● **PROBLEM DESCRIPTION**:
Retype every entry exactly, character for character.

┏━━

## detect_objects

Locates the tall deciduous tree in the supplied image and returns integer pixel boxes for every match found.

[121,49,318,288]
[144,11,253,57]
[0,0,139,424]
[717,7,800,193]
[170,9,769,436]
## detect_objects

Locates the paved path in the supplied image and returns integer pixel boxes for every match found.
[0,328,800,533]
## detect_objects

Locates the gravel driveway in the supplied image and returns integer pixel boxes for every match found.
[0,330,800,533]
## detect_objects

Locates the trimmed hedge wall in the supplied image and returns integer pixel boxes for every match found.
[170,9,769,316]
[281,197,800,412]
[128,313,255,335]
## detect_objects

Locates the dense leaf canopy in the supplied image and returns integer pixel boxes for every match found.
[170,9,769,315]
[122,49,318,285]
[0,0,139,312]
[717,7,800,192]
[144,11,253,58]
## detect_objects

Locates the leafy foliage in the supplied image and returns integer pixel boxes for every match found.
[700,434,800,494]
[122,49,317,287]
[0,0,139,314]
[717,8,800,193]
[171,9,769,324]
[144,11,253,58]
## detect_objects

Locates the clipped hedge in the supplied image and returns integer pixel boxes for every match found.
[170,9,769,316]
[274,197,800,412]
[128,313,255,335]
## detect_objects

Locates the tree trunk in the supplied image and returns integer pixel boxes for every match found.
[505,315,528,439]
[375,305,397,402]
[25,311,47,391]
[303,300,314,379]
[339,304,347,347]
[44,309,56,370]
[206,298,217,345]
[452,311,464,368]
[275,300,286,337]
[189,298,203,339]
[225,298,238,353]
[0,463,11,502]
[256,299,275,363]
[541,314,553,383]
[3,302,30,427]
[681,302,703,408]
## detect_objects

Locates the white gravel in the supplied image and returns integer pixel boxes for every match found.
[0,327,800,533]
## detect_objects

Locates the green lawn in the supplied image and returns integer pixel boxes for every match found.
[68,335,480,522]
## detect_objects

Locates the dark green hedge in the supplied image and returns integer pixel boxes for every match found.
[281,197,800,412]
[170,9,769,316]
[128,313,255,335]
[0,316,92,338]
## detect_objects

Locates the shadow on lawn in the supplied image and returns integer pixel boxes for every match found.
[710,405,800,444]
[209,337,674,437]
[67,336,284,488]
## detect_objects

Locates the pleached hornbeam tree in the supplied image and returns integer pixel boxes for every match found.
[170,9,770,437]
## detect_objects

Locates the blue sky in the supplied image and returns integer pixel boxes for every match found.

┗━━

● **CORRECT OUTPUT**:
## detect_objects

Locates the tall deciduous tree in the supplied image and returns integer pixel boxes for every match found.

[121,49,318,288]
[144,11,253,57]
[0,0,139,424]
[717,7,800,193]
[170,9,769,436]
## detect_objects

Locates the paved path in the supplied image and returns integer pixel boxes for every match found.
[0,328,800,533]
## detect_objects

Locates the gravel driveway in the supplied image and returns integer pixel boxes for every match found.
[0,330,800,533]
## detect_objects

Locates the trimmed hedge wall in the supplied image and returns integer pixel boxes for every match found.
[170,9,769,316]
[281,197,800,412]
[128,313,255,335]
## detect_objects

Locates the dense leaf canopy in the supplied image and returns integer pixel boxes for every match found.
[170,9,769,315]
[122,49,318,285]
[0,0,139,312]
[717,7,800,192]
[144,11,253,58]
## detect_objects

Locates the leafy foliage in the supplied image and returns integer pixel boxes for every match found.
[700,434,800,494]
[122,49,317,287]
[0,0,139,314]
[717,8,800,193]
[171,9,769,324]
[144,11,253,58]
## detect_objects

Locates the clipped hedge in the supplied image and returns integer pixel boxes for every match found.
[170,9,769,316]
[274,197,800,412]
[128,313,255,335]
## detect_objects

Locates the tree trunk in the supplied image and returns integer pixel boxes for every match found.
[505,315,528,439]
[375,305,397,402]
[25,311,47,391]
[303,300,314,379]
[339,304,347,347]
[44,309,56,370]
[206,298,217,345]
[452,311,464,368]
[275,300,286,337]
[189,298,203,339]
[225,298,238,353]
[0,463,11,502]
[256,299,275,363]
[541,314,553,383]
[3,302,30,427]
[681,302,703,408]
## detect_objects

Locates the white gravel in the supplied image and returns integer pixel boxes for every match found.
[0,327,800,533]
## detect_objects

Locates the green lawn in the supplied image and returns integer pixel boxes for every match found.
[68,335,480,522]
## detect_objects

Locates the dark green hedge in the supplied image and returns integer pixel boxes for every match found.
[281,197,800,412]
[170,9,769,316]
[128,313,255,335]
[0,316,92,338]
## detect_objects

Locates the shadow on lawn in the supplied image and returns integer pixel boxes for every match found.
[710,405,800,444]
[209,337,674,437]
[67,336,284,488]
## detect_objects

Locates the pleached hornbeam tree in the supplied image and returns integer pixel boxes for every match found.
[170,9,770,437]
## detect_objects

Locates the blue sky in the supplied image and returns integer pixel boxes for every match found.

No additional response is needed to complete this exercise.